PROBLEM DETAILS: Output nothing but the line containing "nightstand in the image above." and the lines after it through the end of the material below, each reproduced exactly.

:: RECORDS SUPPLIED ::

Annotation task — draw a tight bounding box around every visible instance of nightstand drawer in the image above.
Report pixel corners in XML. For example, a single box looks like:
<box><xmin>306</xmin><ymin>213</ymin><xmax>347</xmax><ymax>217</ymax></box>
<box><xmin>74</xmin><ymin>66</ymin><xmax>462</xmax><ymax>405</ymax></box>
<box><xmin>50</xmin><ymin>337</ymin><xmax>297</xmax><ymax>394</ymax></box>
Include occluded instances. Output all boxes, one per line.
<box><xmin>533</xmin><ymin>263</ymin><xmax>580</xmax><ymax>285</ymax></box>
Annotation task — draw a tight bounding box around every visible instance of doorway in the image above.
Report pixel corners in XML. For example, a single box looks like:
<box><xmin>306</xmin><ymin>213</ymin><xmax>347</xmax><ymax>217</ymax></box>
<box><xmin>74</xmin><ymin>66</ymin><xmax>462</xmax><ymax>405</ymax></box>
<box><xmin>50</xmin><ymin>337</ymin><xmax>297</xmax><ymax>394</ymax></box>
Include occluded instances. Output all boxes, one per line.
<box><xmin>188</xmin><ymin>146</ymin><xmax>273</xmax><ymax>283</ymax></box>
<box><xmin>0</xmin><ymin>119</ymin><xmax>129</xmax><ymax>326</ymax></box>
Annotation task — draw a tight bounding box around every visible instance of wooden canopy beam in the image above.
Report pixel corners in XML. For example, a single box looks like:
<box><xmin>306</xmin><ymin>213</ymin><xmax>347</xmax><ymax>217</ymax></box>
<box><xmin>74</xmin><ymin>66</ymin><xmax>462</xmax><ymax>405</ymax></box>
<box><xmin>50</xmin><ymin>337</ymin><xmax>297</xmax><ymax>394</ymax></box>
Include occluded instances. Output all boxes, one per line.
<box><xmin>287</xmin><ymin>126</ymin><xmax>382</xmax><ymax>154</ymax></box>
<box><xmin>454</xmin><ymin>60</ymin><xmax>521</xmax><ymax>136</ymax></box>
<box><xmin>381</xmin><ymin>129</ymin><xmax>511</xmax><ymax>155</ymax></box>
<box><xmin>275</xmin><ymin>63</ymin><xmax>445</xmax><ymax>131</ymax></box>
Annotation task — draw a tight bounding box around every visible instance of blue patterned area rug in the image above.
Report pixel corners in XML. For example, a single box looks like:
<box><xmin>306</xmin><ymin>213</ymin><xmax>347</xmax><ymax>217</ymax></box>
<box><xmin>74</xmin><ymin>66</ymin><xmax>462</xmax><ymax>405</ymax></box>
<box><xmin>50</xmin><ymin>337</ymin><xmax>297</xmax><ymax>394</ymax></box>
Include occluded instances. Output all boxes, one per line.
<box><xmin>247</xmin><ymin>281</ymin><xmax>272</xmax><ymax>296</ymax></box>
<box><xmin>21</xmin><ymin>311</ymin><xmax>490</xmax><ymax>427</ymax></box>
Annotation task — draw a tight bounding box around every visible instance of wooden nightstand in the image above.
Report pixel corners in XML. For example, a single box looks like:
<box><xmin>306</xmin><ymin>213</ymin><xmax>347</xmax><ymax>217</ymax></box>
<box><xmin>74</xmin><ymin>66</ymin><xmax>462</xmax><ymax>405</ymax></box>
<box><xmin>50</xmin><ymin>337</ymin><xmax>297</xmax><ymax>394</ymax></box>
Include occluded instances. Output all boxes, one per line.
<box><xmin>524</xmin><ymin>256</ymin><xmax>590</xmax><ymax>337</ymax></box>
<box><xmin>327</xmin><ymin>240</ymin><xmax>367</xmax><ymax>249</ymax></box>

:::

TASK SOLUTION:
Annotation task — draw a tight bounding box around every visible instance of wooden nightstand in the image above.
Report pixel corners in XML. For example, a single box looks like:
<box><xmin>306</xmin><ymin>213</ymin><xmax>347</xmax><ymax>217</ymax></box>
<box><xmin>74</xmin><ymin>66</ymin><xmax>462</xmax><ymax>405</ymax></box>
<box><xmin>50</xmin><ymin>337</ymin><xmax>297</xmax><ymax>394</ymax></box>
Include occluded instances. Output all boxes, one per line.
<box><xmin>524</xmin><ymin>256</ymin><xmax>590</xmax><ymax>337</ymax></box>
<box><xmin>327</xmin><ymin>240</ymin><xmax>367</xmax><ymax>249</ymax></box>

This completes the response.